Your output should be the line with "Query: man's ear" plus all following lines to the end of the records, exactly as written and nothing more.
------------
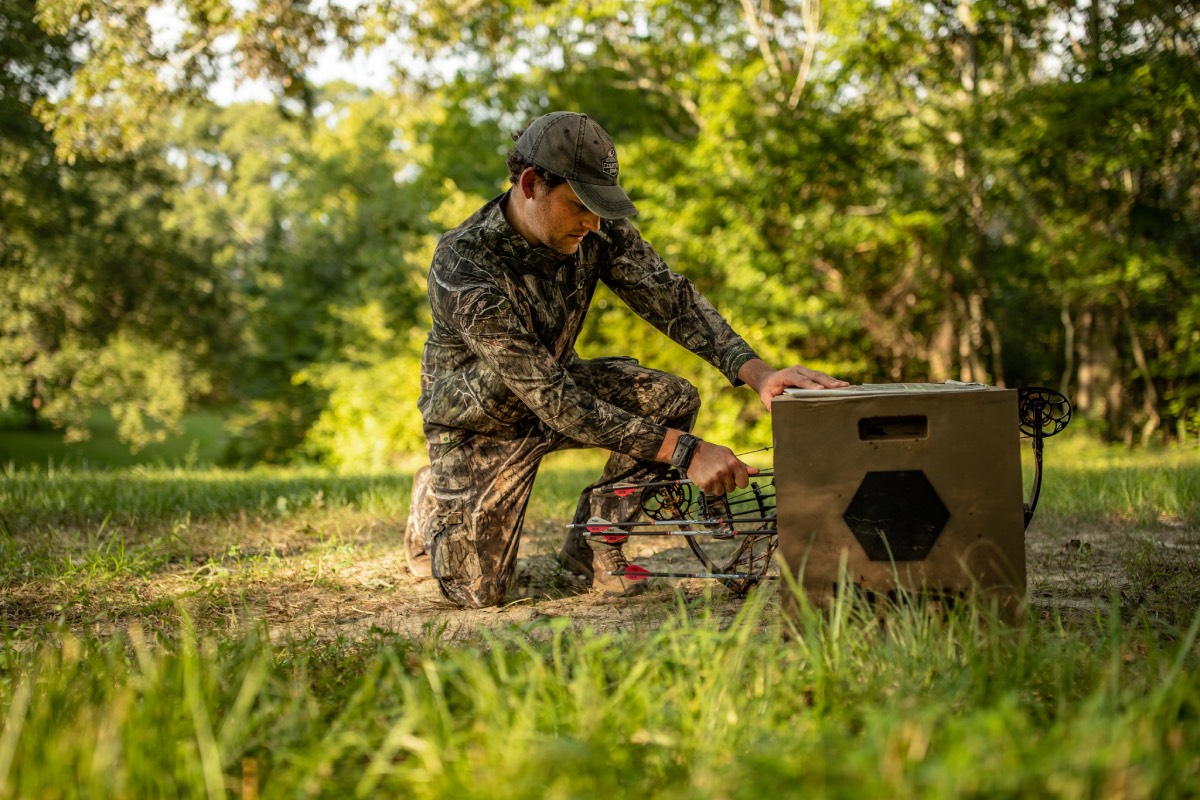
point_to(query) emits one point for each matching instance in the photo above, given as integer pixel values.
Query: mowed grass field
(190, 631)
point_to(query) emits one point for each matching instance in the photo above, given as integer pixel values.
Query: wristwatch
(685, 447)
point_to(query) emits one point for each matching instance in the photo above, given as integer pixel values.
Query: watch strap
(684, 450)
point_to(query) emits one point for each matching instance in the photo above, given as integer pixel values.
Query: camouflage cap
(575, 146)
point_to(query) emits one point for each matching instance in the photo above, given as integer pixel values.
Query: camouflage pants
(481, 483)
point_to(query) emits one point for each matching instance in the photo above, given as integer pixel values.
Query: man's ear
(528, 182)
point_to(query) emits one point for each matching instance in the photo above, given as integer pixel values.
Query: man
(502, 384)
------------
▶ [SOLUTION TO THIS PROBLEM]
Query: man's ear
(528, 182)
point_to(query) emits one point for each matching instance in the photo above, given as integer pixel values.
Query: man
(502, 384)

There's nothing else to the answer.